▸ Task: Reproduce the data below without any change, from the line with "Target: **bus side window**" to the line with "M 158 136 L", including both of those lines.
════════════════════
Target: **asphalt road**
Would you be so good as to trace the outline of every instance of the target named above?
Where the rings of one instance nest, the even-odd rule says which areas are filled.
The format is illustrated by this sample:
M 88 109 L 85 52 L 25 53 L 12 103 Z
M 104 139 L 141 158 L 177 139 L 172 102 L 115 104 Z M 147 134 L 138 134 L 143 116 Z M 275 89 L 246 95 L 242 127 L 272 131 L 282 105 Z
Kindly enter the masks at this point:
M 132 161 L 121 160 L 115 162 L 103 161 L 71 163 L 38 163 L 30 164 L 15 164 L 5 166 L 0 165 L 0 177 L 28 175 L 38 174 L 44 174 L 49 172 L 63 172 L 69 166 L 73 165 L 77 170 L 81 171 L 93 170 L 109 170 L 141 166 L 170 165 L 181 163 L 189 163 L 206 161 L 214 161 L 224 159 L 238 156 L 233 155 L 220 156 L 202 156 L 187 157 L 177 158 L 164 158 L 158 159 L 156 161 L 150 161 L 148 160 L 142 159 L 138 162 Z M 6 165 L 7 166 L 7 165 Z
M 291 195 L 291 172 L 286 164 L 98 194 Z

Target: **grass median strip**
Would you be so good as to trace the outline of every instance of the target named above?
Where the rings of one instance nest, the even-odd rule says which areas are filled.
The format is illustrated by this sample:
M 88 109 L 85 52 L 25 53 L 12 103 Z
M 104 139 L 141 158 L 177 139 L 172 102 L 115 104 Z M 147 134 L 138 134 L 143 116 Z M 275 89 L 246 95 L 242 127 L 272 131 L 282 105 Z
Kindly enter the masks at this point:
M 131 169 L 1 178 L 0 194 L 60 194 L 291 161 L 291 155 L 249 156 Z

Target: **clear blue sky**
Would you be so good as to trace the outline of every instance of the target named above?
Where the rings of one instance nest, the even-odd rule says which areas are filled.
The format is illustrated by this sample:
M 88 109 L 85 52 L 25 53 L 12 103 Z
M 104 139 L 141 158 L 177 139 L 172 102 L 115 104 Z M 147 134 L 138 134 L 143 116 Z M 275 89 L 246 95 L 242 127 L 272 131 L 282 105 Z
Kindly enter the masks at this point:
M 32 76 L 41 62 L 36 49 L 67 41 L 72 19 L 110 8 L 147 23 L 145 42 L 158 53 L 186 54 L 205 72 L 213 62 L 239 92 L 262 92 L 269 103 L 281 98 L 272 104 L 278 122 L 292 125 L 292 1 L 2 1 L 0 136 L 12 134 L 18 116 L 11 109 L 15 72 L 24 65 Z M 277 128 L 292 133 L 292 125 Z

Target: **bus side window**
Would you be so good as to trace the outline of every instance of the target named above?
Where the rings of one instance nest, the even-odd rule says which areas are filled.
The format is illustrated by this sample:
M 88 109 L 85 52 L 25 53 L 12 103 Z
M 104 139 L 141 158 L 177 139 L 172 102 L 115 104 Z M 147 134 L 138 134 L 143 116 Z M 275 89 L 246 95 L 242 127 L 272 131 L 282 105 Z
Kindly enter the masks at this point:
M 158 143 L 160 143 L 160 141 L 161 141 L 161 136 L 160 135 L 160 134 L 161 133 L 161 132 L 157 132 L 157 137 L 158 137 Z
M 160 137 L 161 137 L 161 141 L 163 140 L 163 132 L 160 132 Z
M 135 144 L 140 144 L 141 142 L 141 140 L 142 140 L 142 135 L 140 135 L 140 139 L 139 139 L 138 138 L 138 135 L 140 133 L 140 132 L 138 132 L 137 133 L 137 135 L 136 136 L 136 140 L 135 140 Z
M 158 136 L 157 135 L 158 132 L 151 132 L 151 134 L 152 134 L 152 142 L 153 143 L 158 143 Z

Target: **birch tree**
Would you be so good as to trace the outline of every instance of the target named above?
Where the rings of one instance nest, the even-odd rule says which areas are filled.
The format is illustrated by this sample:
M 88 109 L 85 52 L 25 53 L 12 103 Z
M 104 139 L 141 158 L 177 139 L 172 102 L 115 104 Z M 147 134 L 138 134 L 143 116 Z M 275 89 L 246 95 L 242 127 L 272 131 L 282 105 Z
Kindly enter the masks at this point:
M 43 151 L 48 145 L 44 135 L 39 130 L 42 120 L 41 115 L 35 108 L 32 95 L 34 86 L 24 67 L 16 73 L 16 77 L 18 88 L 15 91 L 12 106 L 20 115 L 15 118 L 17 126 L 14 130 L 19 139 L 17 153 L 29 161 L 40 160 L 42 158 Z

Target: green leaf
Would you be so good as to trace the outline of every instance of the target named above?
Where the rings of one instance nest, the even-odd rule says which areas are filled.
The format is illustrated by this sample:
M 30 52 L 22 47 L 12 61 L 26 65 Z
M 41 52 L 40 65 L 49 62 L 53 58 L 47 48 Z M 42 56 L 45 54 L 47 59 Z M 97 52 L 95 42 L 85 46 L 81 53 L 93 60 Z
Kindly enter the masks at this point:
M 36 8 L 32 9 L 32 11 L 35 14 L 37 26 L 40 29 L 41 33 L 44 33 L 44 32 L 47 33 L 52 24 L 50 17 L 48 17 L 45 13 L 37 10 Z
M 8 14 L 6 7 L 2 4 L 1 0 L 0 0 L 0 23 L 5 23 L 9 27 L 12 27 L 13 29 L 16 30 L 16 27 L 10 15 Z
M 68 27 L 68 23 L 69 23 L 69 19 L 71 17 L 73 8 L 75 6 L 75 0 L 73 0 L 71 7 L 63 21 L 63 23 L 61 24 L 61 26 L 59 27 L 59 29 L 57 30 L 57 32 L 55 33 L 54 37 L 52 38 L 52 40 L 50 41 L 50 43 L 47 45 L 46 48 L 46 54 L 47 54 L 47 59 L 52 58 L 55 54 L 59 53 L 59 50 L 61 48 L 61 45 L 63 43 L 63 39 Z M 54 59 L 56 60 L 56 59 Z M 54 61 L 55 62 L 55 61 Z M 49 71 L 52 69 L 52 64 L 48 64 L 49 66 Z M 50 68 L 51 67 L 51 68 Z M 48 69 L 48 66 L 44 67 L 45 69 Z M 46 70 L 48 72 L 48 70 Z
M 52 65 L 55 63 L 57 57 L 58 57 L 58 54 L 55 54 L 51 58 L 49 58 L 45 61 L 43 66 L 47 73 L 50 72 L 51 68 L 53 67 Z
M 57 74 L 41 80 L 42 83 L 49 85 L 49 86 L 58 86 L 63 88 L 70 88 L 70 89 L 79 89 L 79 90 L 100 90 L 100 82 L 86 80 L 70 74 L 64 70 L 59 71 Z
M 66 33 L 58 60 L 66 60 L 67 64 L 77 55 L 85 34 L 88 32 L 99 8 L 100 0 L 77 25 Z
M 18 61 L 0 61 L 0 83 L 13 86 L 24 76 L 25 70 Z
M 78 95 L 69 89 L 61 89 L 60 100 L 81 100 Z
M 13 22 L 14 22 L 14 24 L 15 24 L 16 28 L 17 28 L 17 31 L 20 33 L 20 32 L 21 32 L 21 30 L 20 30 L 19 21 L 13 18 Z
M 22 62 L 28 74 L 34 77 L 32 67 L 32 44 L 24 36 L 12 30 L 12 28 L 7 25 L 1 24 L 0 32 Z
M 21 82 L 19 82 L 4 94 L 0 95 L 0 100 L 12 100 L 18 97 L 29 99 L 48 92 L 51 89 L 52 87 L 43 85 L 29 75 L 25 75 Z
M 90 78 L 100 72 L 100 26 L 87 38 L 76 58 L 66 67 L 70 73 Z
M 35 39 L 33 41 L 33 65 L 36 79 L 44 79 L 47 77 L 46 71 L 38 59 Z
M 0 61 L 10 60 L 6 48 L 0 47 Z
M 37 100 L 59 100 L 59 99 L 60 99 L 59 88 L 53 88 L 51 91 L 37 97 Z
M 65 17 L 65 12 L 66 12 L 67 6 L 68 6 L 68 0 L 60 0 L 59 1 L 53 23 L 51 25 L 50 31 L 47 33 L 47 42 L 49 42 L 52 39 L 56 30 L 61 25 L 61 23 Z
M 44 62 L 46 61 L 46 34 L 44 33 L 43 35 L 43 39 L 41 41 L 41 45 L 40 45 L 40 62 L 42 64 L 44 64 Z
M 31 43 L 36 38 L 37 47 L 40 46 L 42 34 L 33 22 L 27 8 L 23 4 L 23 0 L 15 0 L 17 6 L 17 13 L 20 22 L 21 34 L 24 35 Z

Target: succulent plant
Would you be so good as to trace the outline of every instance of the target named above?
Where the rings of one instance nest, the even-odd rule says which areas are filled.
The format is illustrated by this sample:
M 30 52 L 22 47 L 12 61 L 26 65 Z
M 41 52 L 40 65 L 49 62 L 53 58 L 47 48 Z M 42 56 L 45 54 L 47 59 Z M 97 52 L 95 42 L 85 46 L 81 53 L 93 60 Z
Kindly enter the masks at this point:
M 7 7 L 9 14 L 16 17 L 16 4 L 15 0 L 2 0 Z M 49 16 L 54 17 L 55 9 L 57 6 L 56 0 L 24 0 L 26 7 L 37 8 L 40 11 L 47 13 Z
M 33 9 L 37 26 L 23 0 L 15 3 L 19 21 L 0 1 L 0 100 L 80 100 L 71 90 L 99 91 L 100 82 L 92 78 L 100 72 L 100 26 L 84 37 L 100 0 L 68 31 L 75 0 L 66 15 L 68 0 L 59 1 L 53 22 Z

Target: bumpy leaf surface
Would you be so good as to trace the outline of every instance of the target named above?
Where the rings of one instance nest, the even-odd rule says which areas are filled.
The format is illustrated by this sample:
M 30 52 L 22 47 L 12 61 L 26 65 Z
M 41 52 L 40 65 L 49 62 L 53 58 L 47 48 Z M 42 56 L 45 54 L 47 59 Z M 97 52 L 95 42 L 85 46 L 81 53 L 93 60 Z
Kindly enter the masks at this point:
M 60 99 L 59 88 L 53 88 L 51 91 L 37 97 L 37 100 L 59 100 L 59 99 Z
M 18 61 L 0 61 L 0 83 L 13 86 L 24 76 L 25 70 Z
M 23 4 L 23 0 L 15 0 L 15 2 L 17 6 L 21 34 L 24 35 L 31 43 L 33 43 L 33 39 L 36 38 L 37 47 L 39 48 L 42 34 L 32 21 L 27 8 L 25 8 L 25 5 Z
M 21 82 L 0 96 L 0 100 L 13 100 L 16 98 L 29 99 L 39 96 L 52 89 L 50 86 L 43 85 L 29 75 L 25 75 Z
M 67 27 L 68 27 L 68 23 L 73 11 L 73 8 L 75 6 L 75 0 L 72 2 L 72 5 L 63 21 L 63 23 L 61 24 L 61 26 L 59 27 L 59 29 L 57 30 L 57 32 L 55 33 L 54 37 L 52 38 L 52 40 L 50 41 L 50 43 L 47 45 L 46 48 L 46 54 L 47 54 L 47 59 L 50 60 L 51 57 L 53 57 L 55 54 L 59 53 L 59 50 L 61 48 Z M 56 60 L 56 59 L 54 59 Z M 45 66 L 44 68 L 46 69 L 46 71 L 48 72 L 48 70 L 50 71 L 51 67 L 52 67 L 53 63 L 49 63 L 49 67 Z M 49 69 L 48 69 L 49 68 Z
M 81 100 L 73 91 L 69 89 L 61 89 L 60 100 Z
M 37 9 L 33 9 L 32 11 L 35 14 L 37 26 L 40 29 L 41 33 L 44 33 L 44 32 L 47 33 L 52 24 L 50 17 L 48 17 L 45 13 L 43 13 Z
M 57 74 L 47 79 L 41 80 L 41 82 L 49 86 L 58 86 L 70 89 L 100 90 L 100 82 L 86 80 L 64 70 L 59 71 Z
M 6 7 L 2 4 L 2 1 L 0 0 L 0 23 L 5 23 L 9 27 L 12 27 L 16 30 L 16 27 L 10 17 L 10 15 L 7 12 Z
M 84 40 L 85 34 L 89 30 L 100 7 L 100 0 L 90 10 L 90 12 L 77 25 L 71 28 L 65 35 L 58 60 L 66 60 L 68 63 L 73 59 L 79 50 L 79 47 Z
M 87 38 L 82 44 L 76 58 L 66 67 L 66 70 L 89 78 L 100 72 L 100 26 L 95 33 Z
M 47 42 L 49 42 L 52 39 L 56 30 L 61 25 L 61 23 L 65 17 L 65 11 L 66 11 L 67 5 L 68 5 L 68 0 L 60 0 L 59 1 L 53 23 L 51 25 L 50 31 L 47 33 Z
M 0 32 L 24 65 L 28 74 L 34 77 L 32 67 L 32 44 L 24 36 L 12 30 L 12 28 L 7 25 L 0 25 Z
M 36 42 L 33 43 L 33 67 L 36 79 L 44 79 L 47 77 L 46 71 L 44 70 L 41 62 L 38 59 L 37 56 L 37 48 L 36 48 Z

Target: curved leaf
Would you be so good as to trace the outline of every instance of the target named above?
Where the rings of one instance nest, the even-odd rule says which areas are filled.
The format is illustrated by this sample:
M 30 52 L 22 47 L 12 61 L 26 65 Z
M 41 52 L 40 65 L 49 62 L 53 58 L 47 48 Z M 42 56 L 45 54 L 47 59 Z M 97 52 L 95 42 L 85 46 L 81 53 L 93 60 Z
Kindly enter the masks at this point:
════════════════════
▸ Result for this exercise:
Target: **bus side window**
Would you be so good as to trace the outline of every instance of the target named above?
Where the rings of one instance nest, the even-odd rule says which areas are filled.
The format is illustrated by this sample:
M 88 109 L 85 52 L 25 53 L 12 103 Z
M 104 139 L 141 158 L 177 139 L 172 102 L 115 104 Z M 147 134 L 138 134 L 143 116 Z M 275 89 L 246 95 L 242 127 L 272 131 L 282 105 Z
Kindly enter the masks at this point:
M 158 143 L 160 143 L 160 141 L 161 141 L 161 136 L 160 135 L 160 134 L 161 133 L 161 132 L 157 132 L 157 137 L 158 137 Z
M 160 137 L 161 137 L 161 141 L 163 140 L 163 132 L 160 132 Z
M 135 144 L 140 144 L 141 142 L 141 140 L 142 140 L 142 135 L 140 135 L 140 139 L 139 139 L 138 138 L 138 135 L 140 133 L 140 132 L 138 132 L 137 133 L 137 135 L 136 136 L 136 140 L 135 140 Z
M 158 136 L 157 135 L 158 132 L 151 132 L 151 134 L 152 134 L 152 142 L 153 143 L 158 143 Z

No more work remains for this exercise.